begin Information shown

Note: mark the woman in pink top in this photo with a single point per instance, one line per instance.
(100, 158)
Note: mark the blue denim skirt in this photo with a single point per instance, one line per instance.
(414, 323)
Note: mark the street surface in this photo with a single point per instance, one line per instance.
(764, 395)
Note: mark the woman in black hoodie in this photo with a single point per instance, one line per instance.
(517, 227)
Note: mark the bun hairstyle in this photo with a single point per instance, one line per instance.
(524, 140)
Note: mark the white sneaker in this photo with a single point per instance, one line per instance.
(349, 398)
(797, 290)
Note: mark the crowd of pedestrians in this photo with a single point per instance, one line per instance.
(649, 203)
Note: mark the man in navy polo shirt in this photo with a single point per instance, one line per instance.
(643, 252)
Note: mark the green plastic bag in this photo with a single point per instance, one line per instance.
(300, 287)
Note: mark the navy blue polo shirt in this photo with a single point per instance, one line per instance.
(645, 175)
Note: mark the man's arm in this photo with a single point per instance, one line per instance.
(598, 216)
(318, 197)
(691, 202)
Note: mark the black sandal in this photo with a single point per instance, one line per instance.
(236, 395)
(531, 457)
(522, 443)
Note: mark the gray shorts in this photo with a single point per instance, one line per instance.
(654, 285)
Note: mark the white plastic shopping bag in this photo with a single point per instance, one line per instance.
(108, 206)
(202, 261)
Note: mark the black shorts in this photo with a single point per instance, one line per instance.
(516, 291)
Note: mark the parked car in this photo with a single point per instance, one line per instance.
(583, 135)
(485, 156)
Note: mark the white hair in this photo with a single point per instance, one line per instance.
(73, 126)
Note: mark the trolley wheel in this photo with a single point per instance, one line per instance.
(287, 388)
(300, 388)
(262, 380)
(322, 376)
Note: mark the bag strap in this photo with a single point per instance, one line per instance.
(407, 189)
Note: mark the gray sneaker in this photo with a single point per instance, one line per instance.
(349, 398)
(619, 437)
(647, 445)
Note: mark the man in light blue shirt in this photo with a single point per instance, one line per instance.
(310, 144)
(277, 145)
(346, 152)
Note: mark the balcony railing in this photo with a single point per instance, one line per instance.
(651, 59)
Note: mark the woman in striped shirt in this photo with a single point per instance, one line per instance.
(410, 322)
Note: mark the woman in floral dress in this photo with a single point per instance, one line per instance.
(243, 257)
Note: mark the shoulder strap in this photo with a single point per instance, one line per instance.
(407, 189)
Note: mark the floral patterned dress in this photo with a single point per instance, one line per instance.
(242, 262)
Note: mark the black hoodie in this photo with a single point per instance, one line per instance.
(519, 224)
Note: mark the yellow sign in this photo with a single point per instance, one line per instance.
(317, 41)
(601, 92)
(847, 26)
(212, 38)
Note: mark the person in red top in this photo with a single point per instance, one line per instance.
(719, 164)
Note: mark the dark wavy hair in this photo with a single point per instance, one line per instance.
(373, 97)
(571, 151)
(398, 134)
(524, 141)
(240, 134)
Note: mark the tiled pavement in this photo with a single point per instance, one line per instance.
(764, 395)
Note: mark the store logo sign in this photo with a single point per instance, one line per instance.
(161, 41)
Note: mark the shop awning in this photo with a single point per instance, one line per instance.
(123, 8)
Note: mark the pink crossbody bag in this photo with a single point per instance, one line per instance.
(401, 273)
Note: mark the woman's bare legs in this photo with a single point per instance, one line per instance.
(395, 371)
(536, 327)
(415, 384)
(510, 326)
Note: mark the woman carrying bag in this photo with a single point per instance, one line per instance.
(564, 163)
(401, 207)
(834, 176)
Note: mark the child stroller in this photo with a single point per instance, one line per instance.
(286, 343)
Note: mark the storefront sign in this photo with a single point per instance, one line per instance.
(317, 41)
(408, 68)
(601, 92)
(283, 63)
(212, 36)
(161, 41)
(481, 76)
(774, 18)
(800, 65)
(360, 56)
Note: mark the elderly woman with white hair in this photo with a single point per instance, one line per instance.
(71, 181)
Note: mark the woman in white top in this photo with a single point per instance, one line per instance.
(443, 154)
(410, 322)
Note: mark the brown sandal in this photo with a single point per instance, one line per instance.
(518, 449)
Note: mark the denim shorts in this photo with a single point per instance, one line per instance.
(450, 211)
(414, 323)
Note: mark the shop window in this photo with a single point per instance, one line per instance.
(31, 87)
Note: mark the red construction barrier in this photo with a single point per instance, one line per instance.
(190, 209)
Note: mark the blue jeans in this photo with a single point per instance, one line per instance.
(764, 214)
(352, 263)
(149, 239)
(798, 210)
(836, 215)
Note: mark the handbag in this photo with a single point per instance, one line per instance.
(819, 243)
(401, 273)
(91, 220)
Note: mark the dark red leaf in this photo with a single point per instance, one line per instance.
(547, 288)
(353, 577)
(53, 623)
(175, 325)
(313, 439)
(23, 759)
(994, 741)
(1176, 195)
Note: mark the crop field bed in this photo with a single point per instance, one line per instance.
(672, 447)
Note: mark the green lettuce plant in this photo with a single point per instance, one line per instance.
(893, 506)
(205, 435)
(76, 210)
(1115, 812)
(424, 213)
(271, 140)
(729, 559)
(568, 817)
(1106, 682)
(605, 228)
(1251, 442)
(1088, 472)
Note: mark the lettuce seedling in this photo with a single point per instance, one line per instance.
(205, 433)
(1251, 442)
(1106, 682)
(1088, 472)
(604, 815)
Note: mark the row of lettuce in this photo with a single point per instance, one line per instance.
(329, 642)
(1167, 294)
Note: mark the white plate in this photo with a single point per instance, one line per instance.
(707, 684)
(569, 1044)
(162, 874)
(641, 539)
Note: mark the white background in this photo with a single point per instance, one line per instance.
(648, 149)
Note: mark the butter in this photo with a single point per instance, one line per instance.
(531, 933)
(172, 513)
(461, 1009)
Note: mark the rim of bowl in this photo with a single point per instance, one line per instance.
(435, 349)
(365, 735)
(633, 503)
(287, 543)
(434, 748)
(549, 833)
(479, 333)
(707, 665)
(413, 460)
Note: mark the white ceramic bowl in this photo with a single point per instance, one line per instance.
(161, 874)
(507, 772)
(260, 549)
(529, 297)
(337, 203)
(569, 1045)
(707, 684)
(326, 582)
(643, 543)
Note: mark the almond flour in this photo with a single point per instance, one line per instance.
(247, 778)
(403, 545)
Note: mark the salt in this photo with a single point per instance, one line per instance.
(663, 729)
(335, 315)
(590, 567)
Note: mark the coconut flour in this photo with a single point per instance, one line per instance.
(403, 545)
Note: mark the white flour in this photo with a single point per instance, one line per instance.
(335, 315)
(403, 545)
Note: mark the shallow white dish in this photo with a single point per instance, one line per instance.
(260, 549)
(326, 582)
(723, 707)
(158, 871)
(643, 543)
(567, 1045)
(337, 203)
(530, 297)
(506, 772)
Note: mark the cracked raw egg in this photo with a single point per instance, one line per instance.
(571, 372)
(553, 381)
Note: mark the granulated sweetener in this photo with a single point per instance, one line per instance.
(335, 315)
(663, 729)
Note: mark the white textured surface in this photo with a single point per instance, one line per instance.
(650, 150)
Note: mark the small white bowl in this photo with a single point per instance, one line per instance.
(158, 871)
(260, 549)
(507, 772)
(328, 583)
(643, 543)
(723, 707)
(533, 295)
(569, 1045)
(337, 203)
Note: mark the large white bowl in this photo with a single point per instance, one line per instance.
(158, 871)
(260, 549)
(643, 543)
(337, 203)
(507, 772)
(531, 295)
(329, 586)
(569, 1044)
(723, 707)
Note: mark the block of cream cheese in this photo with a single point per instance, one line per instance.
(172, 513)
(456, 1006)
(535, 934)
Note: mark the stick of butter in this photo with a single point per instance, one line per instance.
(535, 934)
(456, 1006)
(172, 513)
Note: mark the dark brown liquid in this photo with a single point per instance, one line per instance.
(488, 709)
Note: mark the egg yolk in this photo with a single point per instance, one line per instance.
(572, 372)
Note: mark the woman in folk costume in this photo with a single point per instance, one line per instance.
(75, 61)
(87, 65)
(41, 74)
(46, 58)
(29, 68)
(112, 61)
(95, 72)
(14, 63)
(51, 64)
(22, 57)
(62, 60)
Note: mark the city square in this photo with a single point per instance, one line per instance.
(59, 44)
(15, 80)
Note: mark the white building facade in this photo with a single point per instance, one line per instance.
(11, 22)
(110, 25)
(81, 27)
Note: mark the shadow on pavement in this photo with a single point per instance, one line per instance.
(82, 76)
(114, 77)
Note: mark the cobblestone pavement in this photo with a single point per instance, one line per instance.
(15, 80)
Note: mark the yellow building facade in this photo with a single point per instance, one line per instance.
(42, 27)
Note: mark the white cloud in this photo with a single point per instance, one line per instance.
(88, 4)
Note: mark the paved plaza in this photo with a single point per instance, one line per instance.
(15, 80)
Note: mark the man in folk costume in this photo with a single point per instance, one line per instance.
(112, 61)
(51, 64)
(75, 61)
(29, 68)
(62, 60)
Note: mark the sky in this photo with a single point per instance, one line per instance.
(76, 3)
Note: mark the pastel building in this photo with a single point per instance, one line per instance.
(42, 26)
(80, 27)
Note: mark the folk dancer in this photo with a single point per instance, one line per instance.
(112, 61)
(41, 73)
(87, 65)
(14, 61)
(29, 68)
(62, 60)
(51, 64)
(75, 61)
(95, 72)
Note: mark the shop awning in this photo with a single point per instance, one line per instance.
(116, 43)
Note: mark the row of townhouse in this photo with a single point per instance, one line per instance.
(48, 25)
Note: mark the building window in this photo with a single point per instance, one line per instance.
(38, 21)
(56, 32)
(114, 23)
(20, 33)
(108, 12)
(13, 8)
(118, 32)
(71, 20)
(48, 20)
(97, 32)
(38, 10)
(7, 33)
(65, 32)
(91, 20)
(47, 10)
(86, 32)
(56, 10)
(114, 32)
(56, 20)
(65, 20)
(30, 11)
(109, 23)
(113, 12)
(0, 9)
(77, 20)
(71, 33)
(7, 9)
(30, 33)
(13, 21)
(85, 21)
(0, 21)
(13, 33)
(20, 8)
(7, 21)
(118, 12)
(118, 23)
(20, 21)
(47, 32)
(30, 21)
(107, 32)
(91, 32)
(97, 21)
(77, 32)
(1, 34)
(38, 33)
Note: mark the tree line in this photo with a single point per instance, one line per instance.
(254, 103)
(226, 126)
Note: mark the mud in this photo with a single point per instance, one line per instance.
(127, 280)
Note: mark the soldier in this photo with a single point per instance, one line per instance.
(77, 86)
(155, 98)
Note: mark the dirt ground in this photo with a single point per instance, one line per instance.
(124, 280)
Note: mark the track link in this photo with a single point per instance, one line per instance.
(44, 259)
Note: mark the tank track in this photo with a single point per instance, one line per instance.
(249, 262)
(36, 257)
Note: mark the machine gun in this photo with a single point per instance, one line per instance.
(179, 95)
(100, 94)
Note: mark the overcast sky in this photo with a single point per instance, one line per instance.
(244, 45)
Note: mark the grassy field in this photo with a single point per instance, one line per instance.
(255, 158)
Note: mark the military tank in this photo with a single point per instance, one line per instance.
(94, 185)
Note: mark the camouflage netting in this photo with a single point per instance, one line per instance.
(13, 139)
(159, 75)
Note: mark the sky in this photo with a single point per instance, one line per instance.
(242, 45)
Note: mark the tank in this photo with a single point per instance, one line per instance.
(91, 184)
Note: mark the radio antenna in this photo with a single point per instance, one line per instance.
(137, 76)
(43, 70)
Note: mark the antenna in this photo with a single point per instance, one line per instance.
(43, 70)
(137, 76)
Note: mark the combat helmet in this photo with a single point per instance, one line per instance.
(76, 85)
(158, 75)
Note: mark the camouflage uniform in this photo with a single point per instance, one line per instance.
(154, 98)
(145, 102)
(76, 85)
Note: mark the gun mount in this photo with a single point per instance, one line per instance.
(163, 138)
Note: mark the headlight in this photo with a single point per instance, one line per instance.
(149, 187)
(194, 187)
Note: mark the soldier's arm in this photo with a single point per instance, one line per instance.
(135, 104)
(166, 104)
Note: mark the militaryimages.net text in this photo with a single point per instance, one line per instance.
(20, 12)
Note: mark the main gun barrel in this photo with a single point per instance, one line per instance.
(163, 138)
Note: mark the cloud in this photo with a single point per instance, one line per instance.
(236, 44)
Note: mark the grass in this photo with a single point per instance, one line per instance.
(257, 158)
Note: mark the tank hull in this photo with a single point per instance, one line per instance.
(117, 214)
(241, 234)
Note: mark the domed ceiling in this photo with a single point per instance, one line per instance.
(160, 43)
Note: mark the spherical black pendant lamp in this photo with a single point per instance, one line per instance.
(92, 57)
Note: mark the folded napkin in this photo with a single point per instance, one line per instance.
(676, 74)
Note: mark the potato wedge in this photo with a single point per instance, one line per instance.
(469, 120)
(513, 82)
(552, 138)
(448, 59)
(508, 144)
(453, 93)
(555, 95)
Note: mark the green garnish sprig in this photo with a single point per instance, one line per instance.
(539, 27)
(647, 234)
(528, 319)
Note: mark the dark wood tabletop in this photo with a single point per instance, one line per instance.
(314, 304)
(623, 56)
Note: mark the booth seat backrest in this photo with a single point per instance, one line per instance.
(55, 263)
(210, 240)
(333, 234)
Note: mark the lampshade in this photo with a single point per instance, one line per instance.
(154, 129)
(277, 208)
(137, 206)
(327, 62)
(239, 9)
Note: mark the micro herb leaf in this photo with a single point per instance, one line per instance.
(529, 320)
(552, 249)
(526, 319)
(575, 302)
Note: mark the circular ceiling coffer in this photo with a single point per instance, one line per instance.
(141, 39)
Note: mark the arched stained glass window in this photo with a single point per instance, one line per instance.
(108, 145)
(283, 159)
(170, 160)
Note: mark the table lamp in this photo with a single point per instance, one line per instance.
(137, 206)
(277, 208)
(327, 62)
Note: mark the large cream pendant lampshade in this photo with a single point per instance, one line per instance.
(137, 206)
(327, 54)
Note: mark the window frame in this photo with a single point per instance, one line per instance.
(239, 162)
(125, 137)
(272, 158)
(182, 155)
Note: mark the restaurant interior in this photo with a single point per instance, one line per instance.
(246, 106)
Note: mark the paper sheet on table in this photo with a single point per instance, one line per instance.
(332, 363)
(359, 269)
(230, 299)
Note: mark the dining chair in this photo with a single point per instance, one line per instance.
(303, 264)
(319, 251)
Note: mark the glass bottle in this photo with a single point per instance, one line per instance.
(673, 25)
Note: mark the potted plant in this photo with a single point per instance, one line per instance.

end Information shown

■ Written request
The lines to reproduce run from the line containing "Note: mark the green garnish" to the end of the listing; write them out exactly and add nothing.

■ Solution to the exercise
Note: mark the green garnish sprig in this photo with a single point per instance, one line per instance.
(539, 27)
(647, 234)
(528, 319)
Note: mark the dark wood tabletop in this photo with a single point per instance, one line per instance.
(314, 304)
(623, 56)
Note: mark the booth seat backrest in this photo with a single point per instance, one line per instance.
(55, 263)
(210, 240)
(333, 234)
Note: mark the lampshade in this photo with a single point per instance, one line per instance.
(154, 129)
(277, 208)
(137, 206)
(327, 62)
(239, 9)
Note: mark the micro herb leaf in this photo with a single point per instance, one line per instance.
(529, 320)
(552, 249)
(526, 319)
(575, 302)
Note: mark the circular ceiling coffer in this photo with a single point per instance, one line per instance.
(141, 39)
Note: mark the arched stained glass window in this photo with a single point per instance, one line per instance.
(108, 145)
(283, 159)
(170, 160)
Note: mark the table lamp in this photo with a single point per instance, one line per instance.
(137, 206)
(277, 208)
(327, 62)
Note: mark the large cream pendant lampshade in this photo with a single point per instance, one line per instance.
(137, 206)
(327, 54)
Note: mark the window frame in this photo with a single point per instance, one line per instance.
(239, 162)
(125, 137)
(272, 158)
(182, 155)
Note: mark the restaurant interior in this photo with a single point per instance, one line per instance.
(246, 106)
Note: mark the paper sheet on table in this photo with a single point per instance, one line per instance.
(332, 363)
(359, 269)
(230, 299)
Note: mark the dining chair in this photo with a single point per instance, one line per instance.
(303, 264)
(319, 251)
Note: mark the glass bottle in this photo with a single point per instance, one line per instance.
(673, 25)
Note: mark the potted plant in this photo with a single point per instance, one line per instance.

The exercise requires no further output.